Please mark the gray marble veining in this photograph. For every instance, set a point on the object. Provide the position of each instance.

--

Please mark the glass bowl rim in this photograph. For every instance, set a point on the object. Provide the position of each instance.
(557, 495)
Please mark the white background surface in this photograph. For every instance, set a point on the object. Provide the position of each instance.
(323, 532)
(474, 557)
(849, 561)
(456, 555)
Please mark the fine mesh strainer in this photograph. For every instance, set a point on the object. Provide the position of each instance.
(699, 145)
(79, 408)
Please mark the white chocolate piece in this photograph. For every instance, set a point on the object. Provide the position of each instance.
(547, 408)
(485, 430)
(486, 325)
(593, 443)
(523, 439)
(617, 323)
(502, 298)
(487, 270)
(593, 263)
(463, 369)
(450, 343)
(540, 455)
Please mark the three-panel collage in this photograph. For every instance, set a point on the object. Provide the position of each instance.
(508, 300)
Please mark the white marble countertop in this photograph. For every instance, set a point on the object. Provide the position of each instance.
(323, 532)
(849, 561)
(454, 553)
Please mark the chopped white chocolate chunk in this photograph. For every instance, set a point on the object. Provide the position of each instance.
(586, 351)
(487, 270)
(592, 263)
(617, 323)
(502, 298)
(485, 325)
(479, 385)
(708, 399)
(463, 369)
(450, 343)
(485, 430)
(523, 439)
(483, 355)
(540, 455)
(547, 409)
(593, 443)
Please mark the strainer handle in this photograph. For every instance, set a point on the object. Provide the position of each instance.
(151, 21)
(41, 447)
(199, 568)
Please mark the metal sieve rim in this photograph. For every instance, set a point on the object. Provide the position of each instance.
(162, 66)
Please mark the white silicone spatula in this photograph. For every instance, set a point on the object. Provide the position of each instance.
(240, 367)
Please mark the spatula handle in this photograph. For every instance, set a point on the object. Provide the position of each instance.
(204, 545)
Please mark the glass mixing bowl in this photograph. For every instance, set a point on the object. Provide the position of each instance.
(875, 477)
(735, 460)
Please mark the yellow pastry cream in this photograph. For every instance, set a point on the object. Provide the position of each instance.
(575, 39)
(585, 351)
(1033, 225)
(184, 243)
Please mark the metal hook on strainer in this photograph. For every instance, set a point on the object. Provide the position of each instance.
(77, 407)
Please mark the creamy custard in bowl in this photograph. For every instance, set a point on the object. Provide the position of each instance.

## Task item
All lines in the listing above from the line containing "Please mark the glass mixing" to the line containing "Please mark the creamy", inclusive, should be retyped exactly; no other lines should appear.

## Task result
Please mark the glass mixing bowl in this photograph. For every instance, set a point on the object. Provide the position of each instance.
(875, 477)
(735, 460)
Please mark the yellow pastry cream in this photograph. For every instance, set a point on the object. Provide the position of each instance.
(575, 39)
(585, 351)
(1033, 225)
(184, 243)
Please mark the metal hook on strainer in this photograph. For every instance, set a point on the object. Provide the position of each instance.
(77, 407)
Please mark the creamy custard in bowl in this photograph. For every instance, set a point on the object. Provide the position of each instance.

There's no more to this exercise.